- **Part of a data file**
###

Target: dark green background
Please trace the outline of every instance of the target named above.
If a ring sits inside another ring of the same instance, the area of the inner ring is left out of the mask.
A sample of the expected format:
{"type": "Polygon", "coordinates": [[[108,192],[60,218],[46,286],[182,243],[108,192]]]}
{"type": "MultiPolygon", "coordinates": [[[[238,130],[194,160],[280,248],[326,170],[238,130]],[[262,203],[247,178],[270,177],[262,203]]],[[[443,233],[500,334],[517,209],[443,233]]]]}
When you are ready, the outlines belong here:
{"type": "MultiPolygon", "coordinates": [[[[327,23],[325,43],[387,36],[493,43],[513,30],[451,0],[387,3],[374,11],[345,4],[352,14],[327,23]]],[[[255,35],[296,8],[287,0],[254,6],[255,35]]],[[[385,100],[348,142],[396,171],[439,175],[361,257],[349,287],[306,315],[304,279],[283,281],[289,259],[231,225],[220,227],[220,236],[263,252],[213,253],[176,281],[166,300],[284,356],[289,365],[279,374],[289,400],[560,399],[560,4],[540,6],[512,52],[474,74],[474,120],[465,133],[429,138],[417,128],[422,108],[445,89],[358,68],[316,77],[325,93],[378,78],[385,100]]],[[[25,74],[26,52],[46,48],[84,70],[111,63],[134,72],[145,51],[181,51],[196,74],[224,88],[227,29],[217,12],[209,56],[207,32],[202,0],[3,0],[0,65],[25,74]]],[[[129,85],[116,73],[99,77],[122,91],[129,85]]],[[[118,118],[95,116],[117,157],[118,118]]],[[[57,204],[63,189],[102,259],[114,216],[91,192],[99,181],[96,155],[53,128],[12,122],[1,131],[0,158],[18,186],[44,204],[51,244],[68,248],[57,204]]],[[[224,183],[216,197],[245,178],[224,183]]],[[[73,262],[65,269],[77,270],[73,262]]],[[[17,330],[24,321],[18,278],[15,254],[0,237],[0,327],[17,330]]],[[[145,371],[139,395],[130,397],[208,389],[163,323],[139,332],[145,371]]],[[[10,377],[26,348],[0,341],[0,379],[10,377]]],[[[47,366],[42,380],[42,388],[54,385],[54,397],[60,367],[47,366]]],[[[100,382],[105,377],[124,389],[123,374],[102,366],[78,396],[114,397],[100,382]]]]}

###

- **Aim**
Transcribe the lines of the data from the first one through the line containing "When you are", including both of those lines, and change nothing in them.

- **Answer below**
Target: dark green background
Please trace the outline of every instance of the target named above.
If a ring sits inside another ring of the same instance, the area of the inner ring is left out of the mask.
A sample of the expected format:
{"type": "Polygon", "coordinates": [[[108,192],[60,218],[46,286],[182,243],[108,192]]]}
{"type": "MultiPolygon", "coordinates": [[[[238,130],[194,160],[280,248],[326,170],[238,130]],[[262,203],[247,178],[270,177],[262,203]]],[[[443,233],[500,334],[517,209],[443,233]]]]}
When you are ready, the outlines belong here:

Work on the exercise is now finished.